## Given task
Provide an exact reproduction of every entry.

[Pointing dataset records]
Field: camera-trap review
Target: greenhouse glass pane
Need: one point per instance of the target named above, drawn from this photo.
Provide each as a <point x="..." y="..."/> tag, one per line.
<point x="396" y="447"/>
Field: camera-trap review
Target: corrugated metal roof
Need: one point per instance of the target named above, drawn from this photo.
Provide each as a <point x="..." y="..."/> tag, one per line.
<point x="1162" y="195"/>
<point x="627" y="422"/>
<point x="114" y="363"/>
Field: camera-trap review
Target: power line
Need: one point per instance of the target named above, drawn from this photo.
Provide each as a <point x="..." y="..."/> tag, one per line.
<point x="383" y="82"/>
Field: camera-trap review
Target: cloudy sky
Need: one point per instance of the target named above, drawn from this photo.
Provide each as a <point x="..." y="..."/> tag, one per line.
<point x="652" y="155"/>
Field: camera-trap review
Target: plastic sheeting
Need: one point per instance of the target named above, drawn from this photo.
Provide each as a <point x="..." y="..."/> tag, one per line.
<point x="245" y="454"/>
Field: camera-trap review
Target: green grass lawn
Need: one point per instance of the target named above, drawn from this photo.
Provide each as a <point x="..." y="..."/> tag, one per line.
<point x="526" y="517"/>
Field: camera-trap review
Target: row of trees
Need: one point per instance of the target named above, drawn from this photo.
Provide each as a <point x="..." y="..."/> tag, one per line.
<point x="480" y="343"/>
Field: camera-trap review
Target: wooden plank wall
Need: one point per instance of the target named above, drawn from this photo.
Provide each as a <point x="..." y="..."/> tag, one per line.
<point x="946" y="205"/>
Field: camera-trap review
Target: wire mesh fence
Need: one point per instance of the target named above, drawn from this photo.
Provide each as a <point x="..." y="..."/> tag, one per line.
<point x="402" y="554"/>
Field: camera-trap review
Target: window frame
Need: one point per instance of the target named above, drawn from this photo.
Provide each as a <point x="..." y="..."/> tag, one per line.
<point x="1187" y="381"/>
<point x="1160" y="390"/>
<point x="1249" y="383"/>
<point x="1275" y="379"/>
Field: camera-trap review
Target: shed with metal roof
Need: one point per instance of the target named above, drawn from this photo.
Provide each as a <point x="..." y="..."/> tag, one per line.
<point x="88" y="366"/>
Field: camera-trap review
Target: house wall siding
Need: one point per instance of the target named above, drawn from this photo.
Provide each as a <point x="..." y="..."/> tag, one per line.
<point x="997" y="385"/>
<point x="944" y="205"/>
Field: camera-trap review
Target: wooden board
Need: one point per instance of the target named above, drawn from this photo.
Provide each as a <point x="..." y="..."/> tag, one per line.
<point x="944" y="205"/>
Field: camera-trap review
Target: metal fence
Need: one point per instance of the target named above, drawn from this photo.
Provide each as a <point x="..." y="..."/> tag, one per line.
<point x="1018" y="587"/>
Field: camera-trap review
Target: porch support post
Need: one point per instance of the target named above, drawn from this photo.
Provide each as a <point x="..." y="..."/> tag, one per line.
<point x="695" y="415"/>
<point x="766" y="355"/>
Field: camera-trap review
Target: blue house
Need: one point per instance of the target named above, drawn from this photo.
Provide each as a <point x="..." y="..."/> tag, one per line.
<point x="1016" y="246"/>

## Expected answer
Field: camera-trap review
Target: greenhouse glass pane
Need: one point per instance of the target named above, drawn from this photo.
Provide each as a <point x="..." y="..."/> tag, one per line.
<point x="396" y="447"/>
Field: camera-trap review
Target: corrugated metal roof
Need: one point per instance of the target named above, drawn from this photo.
Provide each as a <point x="..." y="..."/> tag, one per line.
<point x="1162" y="195"/>
<point x="627" y="422"/>
<point x="114" y="363"/>
Field: camera-trap review
Target: power line
Need: one point per instance of the target named above, drawn from this photo.
Provide each as a <point x="..." y="..."/> tag, one per line.
<point x="383" y="82"/>
Field: camera-trap review
Target: cloudy sky
Need: one point per instance of the target named above, drawn from this photo.
Provide each as a <point x="..." y="..."/> tag, one per line.
<point x="652" y="155"/>
Field: camera-trap review
Target: plastic sheeting
Need: one point per instance of the target named above, drawn from this photo.
Provide each as a <point x="..." y="..."/> tag, one per line.
<point x="245" y="454"/>
Field: camera-trap review
Target: green grass lawn
Need: one point per instance of the target named above, drawn from this photo.
Provide each as a <point x="..." y="..."/> tag, one per line.
<point x="526" y="517"/>
Field: camera-trap review
Target: row of trees
Need: one point per instance of the target named above, drawn from this photo.
Provide each as a <point x="..." y="..."/> tag, one per line.
<point x="480" y="343"/>
Field: camera-trap review
Target: wooden plank wall
Need: one point per instance of the target named above, drawn from this photo.
Provide each as a <point x="..." y="..."/> tag, one per line.
<point x="946" y="205"/>
Field: camera-trap review
Target: wire mesh fence
Need: one point per instance of the target named above, drawn from this photo.
Provide each as a <point x="..." y="..."/> tag, one per line.
<point x="402" y="554"/>
Field: camera-trap review
Target: window frame
Need: one point per instance of the target named above, drawn from this photo.
Provide each as a <point x="..." y="..."/> tag, one per line.
<point x="1187" y="381"/>
<point x="1160" y="390"/>
<point x="1249" y="383"/>
<point x="1275" y="379"/>
Field: camera-trap review
Target: shed with metal roof
Need: one point per instance of the target named above, drawn from this photo.
Provide each as a <point x="..." y="..."/> tag, one per line.
<point x="88" y="366"/>
Field: camera-trap review
Target: house wall siding
Need: one point per instance of the target named above, drawn from this photo.
Provide each as a <point x="..." y="..."/> tag, one per line.
<point x="997" y="385"/>
<point x="944" y="205"/>
Field: camera-trap review
Target: wooden board
Need: one point per instance of the target named above, drawn from this photo.
Provide each as a <point x="..." y="..."/> tag, one per line.
<point x="944" y="205"/>
Field: camera-trap review
Target: metal fence
Need: one point per instance of the target named above, drawn from this photo.
Provide each as a <point x="..." y="..."/> tag, one per line.
<point x="1018" y="587"/>
Field: camera-trap review
Target: porch support post
Need: one point per instance of the target named above, drawn from this photo.
Provide each as a <point x="..." y="..."/> tag, one per line.
<point x="695" y="415"/>
<point x="766" y="355"/>
Field: camera-trap review
Target: blue house
Need: one point per instance of the target named above, drawn from this photo.
Provide each as a <point x="..." y="..."/> tag, one per line.
<point x="1016" y="246"/>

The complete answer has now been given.